▶ Data supplied
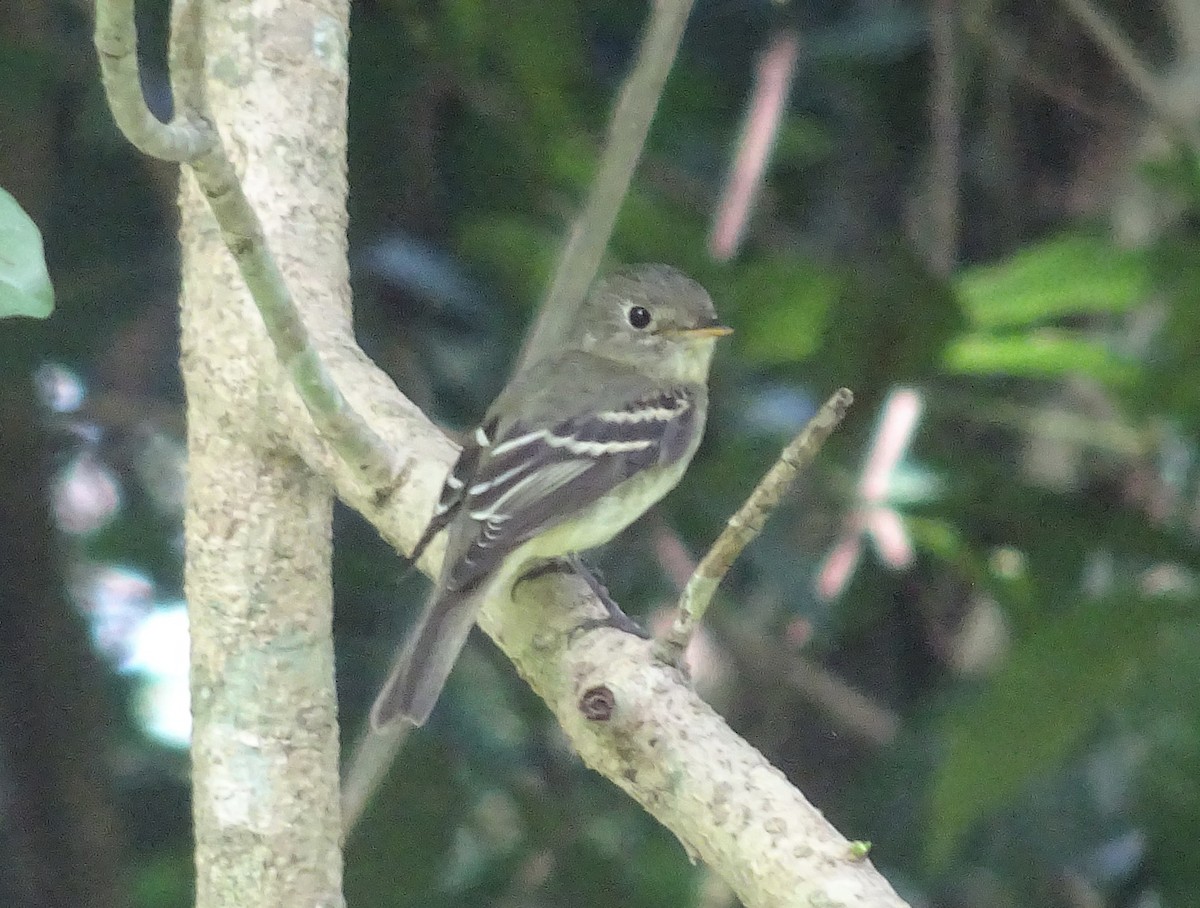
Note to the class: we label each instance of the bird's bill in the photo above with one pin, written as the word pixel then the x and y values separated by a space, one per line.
pixel 703 331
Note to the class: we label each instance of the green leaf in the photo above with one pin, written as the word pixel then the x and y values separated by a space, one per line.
pixel 1041 354
pixel 24 283
pixel 1036 710
pixel 785 304
pixel 1068 275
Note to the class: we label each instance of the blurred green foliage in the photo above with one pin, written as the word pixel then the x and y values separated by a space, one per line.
pixel 1041 654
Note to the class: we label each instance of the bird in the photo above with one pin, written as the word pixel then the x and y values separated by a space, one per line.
pixel 576 446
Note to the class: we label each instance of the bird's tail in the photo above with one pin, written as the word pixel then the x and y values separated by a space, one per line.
pixel 424 665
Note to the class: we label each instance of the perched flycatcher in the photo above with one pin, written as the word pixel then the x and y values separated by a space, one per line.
pixel 577 446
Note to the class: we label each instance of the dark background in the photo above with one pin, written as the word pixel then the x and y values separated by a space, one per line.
pixel 1011 717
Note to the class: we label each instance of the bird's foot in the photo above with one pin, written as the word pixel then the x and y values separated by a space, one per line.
pixel 574 564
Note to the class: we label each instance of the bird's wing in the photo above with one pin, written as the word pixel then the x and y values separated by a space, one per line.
pixel 534 476
pixel 454 489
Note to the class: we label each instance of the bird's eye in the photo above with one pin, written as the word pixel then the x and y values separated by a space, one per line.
pixel 639 317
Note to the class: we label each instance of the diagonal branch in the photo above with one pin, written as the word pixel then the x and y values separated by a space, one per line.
pixel 1140 77
pixel 627 134
pixel 748 523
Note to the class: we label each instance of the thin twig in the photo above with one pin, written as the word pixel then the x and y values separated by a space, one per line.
pixel 1026 71
pixel 1138 74
pixel 748 523
pixel 191 139
pixel 760 131
pixel 117 42
pixel 630 122
pixel 946 131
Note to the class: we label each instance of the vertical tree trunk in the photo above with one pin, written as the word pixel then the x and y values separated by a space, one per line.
pixel 258 521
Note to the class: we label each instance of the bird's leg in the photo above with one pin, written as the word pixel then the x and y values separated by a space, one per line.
pixel 574 564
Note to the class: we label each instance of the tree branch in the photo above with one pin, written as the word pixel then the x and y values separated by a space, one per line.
pixel 629 716
pixel 655 738
pixel 1139 76
pixel 191 139
pixel 627 134
pixel 748 523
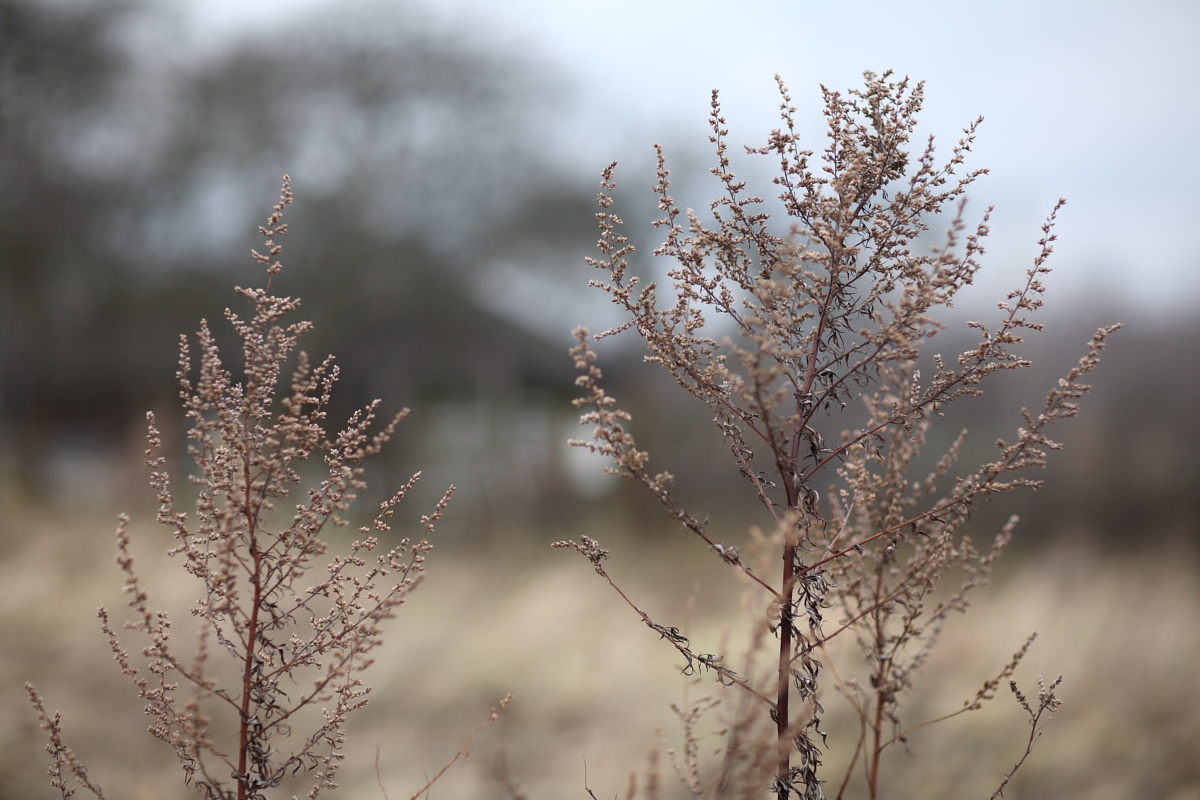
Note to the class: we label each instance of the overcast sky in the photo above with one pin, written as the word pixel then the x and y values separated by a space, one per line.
pixel 1095 101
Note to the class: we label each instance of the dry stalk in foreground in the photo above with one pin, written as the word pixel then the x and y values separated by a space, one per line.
pixel 293 627
pixel 808 346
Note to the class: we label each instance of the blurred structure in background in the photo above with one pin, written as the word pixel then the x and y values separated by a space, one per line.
pixel 436 246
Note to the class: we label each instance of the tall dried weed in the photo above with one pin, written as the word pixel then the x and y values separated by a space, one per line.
pixel 286 632
pixel 808 344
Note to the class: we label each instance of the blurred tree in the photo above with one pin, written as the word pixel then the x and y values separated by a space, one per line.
pixel 132 168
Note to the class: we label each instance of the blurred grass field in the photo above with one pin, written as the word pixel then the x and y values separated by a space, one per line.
pixel 592 684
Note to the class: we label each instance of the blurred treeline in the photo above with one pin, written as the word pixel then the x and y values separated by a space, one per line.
pixel 436 242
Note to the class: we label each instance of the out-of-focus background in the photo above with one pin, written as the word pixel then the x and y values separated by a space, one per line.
pixel 445 157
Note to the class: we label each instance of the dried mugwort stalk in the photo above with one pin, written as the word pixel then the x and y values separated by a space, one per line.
pixel 294 626
pixel 807 346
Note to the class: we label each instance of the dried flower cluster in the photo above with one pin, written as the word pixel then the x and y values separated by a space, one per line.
pixel 297 631
pixel 779 332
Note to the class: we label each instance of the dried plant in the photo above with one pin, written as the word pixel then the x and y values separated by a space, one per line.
pixel 285 636
pixel 785 335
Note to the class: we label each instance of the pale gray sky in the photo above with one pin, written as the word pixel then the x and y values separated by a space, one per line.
pixel 1093 101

▶ Written exercise
Print all of the items above again word for word, leaving out the pictures.

▶ Task result
Note to the class: we label each instance of the bird's bill in the photo above with one pin, written as the word pixel then the x and y values separated by a space, one per line.
pixel 703 331
Note to the class: we label each instance of the green leaf in the photo above with one pin, written as the word pixel then the x and y values separated by a space, one per line.
pixel 1041 354
pixel 24 283
pixel 1036 710
pixel 785 304
pixel 1068 275
Note to the class: we label each instance of the blurred green foliage in the photo above with one pin, written as the word pixel then the x and y values separated by a space, one per line.
pixel 1041 654
Note to the class: we label each instance of the bird in the photo above with one pin, written as the word pixel then the x and y values separated by a space, one per line.
pixel 576 446
Note to the class: we label each instance of the bird's tail in the photo above with one pin, written as the word pixel then the x and y values separated by a space, one per line.
pixel 424 665
Note to the class: we label each instance of the perched flycatcher in the photo above with one pin, written as the word pixel then the x and y values separated by a space, one per line.
pixel 577 446
Note to the class: we label each instance of the dark background in the photo above with one pin, written as the word pixel then the x and y values separated by a space, one per line.
pixel 1011 717
Note to the class: we label each instance of the bird's foot in the photo above with one pin, written as the word pixel then the x and y values separated by a space, one per line.
pixel 574 564
Note to the class: we label each instance of the bird's wing in the photo above with one pin, written as the word pixel then the x and y values separated by a space, one per line.
pixel 534 476
pixel 454 489
Note to the class: we label each instance of the bird's eye in the photo above with one pin, written as the word pixel then the x and y values separated by a space, one per line.
pixel 639 317
Note to the class: we label each instance of the diagonal branch in the photo above with one pin, written as the word pixel then the x and y values separated by a space, one per line.
pixel 1140 77
pixel 627 134
pixel 748 523
Note to the class: we label each instance of the thin twig in the photo above with one pin, written as the word pixel then the x and y values separated by a space, one per line.
pixel 1026 71
pixel 1138 74
pixel 748 523
pixel 191 139
pixel 760 131
pixel 117 42
pixel 630 122
pixel 946 131
Note to the class: we label each instance of the vertical tree trunk in the photo above with one pin, written as the word pixel then the x and y values separated by a space, one per line.
pixel 258 521
Note to the class: we label each instance of the bird's leg in the photo above with one pin, written as the word pixel then the x and y values separated by a space, one per line.
pixel 574 564
Note to the class: we label each instance of the tree branch in the photo above with one pin, written as the word pixel then the x and y values separated by a space, one per line.
pixel 629 716
pixel 655 738
pixel 1139 76
pixel 191 139
pixel 627 134
pixel 748 523
Note to the class: we label each instance of the overcast sky in the photo above with one pin, written as the word pixel then the x and y values separated by a space, one per line.
pixel 1095 101
Note to the class: we label each instance of the dry stalk in foreground in the photo above with one pin, written as the word pixel then the x and y values separated by a space, one per line.
pixel 293 627
pixel 808 346
Note to the class: we label each instance of the blurred structure in background in the photo above with one pin, written as the word pixel then the x and y values separated by a space, one per line.
pixel 436 246
Note to the class: we label each instance of the tall dried weed in the photo above with one pin, written as the word pixel then the x and y values separated by a space, one per line.
pixel 286 632
pixel 808 344
Note to the class: we label each instance of the blurred tree in the photo above with one pin, written as the word pixel then the x and y values separated by a space, one per line.
pixel 132 168
Note to the class: we label each instance of the blurred grass field in the photo above with one pin, written as the word pixel then the x and y values separated by a space, one per line.
pixel 592 684
Note to the class: we label each instance of the blurred treeline in the photo above with one pin, written as the word pixel then the x and y values separated by a space, one per line.
pixel 436 242
Note to the class: we label each instance of the out-of-focus background in the photo above with one pin, written as the word pixel then the x and y values separated by a space, one per line.
pixel 445 157
Note to the class: we label each instance of the dried mugwort stalk in the photo above with one pin, written as the word pixel then the x and y values separated by a space, one per line.
pixel 294 626
pixel 807 346
Note to the class: we label each instance of the dried flower cluster in the photo above with one pin, written as the word pixel then the x and y values separated by a space, one per line.
pixel 297 631
pixel 779 332
Note to the class: we label each instance of the dried plant in the photo above with one pin, written as the word pixel then the x and y values separated by a space, one per line.
pixel 285 636
pixel 785 335
Note to the class: we label each instance of the pale gray sky in the photo above with one pin, written as the word pixel then the x and y values separated by a space, one per line.
pixel 1093 101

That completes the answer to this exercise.